[SOURCE MATERIAL Boundary: Start]
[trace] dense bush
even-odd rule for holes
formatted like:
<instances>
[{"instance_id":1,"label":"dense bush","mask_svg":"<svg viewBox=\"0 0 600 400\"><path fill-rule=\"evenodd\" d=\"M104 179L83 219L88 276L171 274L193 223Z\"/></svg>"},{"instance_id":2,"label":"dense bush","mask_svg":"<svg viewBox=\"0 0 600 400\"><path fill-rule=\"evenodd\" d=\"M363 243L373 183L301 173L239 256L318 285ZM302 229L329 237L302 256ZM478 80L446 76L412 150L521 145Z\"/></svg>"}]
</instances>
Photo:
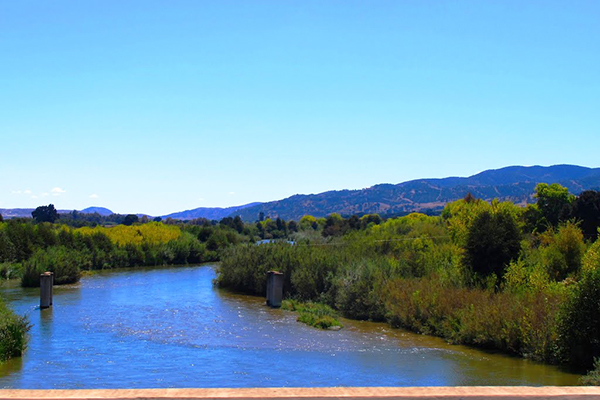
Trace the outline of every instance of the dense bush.
<instances>
[{"instance_id":1,"label":"dense bush","mask_svg":"<svg viewBox=\"0 0 600 400\"><path fill-rule=\"evenodd\" d=\"M521 249L521 233L515 218L505 211L483 211L467 232L465 263L475 274L500 278Z\"/></svg>"},{"instance_id":2,"label":"dense bush","mask_svg":"<svg viewBox=\"0 0 600 400\"><path fill-rule=\"evenodd\" d=\"M559 322L559 357L589 369L600 357L600 269L585 268L565 302Z\"/></svg>"},{"instance_id":3,"label":"dense bush","mask_svg":"<svg viewBox=\"0 0 600 400\"><path fill-rule=\"evenodd\" d=\"M89 255L68 249L64 246L40 249L25 262L21 285L25 287L40 286L40 274L54 272L56 285L75 283L81 277L82 269L90 269Z\"/></svg>"},{"instance_id":4,"label":"dense bush","mask_svg":"<svg viewBox=\"0 0 600 400\"><path fill-rule=\"evenodd\" d=\"M23 354L29 327L27 318L17 316L0 299L0 362Z\"/></svg>"},{"instance_id":5,"label":"dense bush","mask_svg":"<svg viewBox=\"0 0 600 400\"><path fill-rule=\"evenodd\" d=\"M542 240L545 243L544 264L551 278L560 281L579 272L585 244L583 233L576 224L562 224L556 233L550 229L542 235Z\"/></svg>"}]
</instances>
[SOURCE MATERIAL Boundary: End]
WHAT IS BEING ASKED>
With the pictures set aside, please write out all of the records above exactly.

TASK RESPONSE>
[trace] dense bush
even-odd rule for holes
formatted like:
<instances>
[{"instance_id":1,"label":"dense bush","mask_svg":"<svg viewBox=\"0 0 600 400\"><path fill-rule=\"evenodd\" d=\"M104 179L83 219L88 276L171 274L193 223Z\"/></svg>"},{"instance_id":2,"label":"dense bush","mask_svg":"<svg viewBox=\"0 0 600 400\"><path fill-rule=\"evenodd\" d=\"M363 243L373 183L301 173L239 256L318 285ZM302 229L329 237L302 256ZM478 80L446 76L412 150L521 145Z\"/></svg>"}]
</instances>
Photo:
Trace the outline of every instance of the dense bush.
<instances>
[{"instance_id":1,"label":"dense bush","mask_svg":"<svg viewBox=\"0 0 600 400\"><path fill-rule=\"evenodd\" d=\"M521 249L521 233L515 218L505 211L483 211L467 232L465 263L475 274L500 278Z\"/></svg>"},{"instance_id":2,"label":"dense bush","mask_svg":"<svg viewBox=\"0 0 600 400\"><path fill-rule=\"evenodd\" d=\"M559 322L559 357L589 369L600 357L600 269L585 268L565 302Z\"/></svg>"},{"instance_id":3,"label":"dense bush","mask_svg":"<svg viewBox=\"0 0 600 400\"><path fill-rule=\"evenodd\" d=\"M89 255L68 249L64 246L40 249L25 262L21 285L25 287L40 286L40 274L54 272L56 285L75 283L81 277L82 269L90 269Z\"/></svg>"},{"instance_id":4,"label":"dense bush","mask_svg":"<svg viewBox=\"0 0 600 400\"><path fill-rule=\"evenodd\" d=\"M23 354L29 327L27 318L17 316L0 299L0 362Z\"/></svg>"},{"instance_id":5,"label":"dense bush","mask_svg":"<svg viewBox=\"0 0 600 400\"><path fill-rule=\"evenodd\" d=\"M542 240L545 243L544 264L551 278L560 281L579 272L585 244L583 233L576 224L562 224L556 233L550 229L542 235Z\"/></svg>"}]
</instances>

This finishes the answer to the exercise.